**** TEXT FOR ANALYSIS ****
Description of original award (Fiscal Year 2007, $200,000)

The Justice and Mental Health Collaboration Program (JMHCP), seeks to increase public safety through innovative cross-system collaboration for individuals with mental illness who come into contact with the criminal or juvenile justice systems. This program is funded through the Mentally Ill Offender Treatment and Crime Reduction Act of 2004 (MIOTCRA) (Public Law 108-414). The program is designed to increase public safety by facilitating collaboration among the criminal justice, juvenile justice, and mental health and substance abuse treatment systems to increase access to services for offenders with mental illness. Activities under this initiative encourage early intervention for 'system-involved' individuals with mental illness; provides new and existing mental health courts with various treatment options; maximizes diversion opportunities for nonviolent offenders with mental illness and co-occurring disorders; promotes training for justice and treatment professionals on criminal justice processes and mental health and substance abuse issues; and facilitates communication, collaboration, and the delivery of support services among justice professionals, treatment and related service providers, and governmental partners.

Bexar County will use Justice Mental Health Collaboration grant funds to implement a mental health court. The court will focus on treating the needs of 80 non-violent misdemeanor offenders whose offenses are related to mental illness. Clients will be serviced by the Mental Health Court Team, which consists of a county court judge, probation officer, and a licensed clinician. The mental health court will involve intense judicial supervision with a specialized mental health docket. An individual treatment plan will be developed for the clients to address each of their psychiatric, mental health, and social service needs. Upon graduation, clients will receive long-term aftercare services to prevent recidivism. Diverting mentally ill offenders away from incarceration and towards community-based treatment will reduce jail costs, reduce recidivism; and improve each client's quality of life.
**** INFORMATION PROVIDED ****
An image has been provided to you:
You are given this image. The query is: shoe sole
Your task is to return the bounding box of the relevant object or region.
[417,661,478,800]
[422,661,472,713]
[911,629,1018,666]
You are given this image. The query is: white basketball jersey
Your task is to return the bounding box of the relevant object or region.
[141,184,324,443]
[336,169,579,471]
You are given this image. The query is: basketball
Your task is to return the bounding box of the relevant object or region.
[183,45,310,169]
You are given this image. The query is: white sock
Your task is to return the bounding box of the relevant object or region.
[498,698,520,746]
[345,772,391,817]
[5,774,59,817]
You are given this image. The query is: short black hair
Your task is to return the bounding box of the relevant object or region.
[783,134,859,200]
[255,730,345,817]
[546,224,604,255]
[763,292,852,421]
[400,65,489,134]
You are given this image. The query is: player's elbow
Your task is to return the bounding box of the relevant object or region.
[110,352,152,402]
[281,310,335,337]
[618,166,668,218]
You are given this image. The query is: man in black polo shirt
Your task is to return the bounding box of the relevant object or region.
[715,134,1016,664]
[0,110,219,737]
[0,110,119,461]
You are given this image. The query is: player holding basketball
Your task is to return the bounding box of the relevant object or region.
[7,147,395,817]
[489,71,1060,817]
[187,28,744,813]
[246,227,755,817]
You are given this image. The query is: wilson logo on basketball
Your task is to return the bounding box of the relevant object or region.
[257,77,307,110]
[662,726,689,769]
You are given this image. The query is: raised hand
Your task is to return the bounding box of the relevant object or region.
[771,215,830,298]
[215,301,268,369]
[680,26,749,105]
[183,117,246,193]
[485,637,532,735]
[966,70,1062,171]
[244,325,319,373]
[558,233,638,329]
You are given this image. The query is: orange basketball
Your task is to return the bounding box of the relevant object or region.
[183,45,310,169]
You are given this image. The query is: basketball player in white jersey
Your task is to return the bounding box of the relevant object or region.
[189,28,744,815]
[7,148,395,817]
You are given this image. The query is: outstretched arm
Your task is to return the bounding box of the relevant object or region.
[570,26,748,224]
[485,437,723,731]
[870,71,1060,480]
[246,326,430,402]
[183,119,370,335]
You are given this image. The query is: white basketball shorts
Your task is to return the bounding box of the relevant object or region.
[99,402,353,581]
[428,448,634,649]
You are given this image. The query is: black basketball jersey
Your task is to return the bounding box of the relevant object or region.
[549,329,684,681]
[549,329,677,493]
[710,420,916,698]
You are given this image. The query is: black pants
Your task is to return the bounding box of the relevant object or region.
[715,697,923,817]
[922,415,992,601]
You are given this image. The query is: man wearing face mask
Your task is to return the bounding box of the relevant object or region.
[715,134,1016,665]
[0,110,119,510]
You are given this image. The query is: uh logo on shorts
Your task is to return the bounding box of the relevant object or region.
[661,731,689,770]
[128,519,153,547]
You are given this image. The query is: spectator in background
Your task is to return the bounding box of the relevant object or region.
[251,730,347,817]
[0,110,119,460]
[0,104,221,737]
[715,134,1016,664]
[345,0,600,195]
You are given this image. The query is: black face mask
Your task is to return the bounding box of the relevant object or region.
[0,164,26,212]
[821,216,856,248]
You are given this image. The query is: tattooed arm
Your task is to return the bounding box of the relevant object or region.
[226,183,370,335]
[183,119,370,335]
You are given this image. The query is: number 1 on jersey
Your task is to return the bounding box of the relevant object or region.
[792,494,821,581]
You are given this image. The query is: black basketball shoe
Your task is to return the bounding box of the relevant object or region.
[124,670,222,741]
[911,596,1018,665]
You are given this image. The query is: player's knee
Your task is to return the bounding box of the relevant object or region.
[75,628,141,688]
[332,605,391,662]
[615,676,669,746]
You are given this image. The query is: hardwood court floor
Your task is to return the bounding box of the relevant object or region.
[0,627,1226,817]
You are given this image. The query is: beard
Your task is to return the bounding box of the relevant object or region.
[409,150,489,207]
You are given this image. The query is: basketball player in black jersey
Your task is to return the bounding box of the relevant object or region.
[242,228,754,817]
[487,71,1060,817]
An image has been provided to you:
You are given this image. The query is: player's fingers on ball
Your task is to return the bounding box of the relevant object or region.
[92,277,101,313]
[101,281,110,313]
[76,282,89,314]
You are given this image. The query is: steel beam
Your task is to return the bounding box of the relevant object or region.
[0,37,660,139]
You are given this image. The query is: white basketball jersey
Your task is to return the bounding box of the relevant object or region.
****
■ **USING THE INFORMATION**
**A.** In the grant description, what are the answers to these questions?
(i) Which law funds the Justice and Mental Health Collaboration Program?
(ii) How many offenders will the Bexar County mental health court focus on?
(iii) Who makes up the Mental Health Court Team?
**B.** Reproduce the part of the grant description that opens with the words containing "Bexar County will" and closes with "quality of life.".

■ **RESULTS OF THE EXERCISE**
**A.**
(i) The Mentally Ill Offender Treatment and Crime Reduction Act of 2004 (MIOTCRA) (Public Law 108-414).
(ii) 80 non-violent misdemeanor offenders whose offenses are related to mental illness.
(iii) A county court judge, a probation officer, and a licensed clinician.

**B.**
Bexar County will use Justice Mental Health Collaboration grant funds to implement a mental health court. The court will focus on treating the needs of 80 non-violent misdemeanor offenders whose offenses are related to mental illness. Clients will be serviced by the Mental Health Court Team, which consists of a county court judge, probation officer, and a licensed clinician. The mental health court will involve intense judicial supervision with a specialized mental health docket. An individual treatment plan will be developed for the clients to address each of their psychiatric, mental health, and social service needs. Upon graduation, clients will receive long-term aftercare services to prevent recidivism. Diverting mentally ill offenders away from incarceration and towards community-based treatment will reduce jail costs, reduce recidivism; and improve each client's quality of life.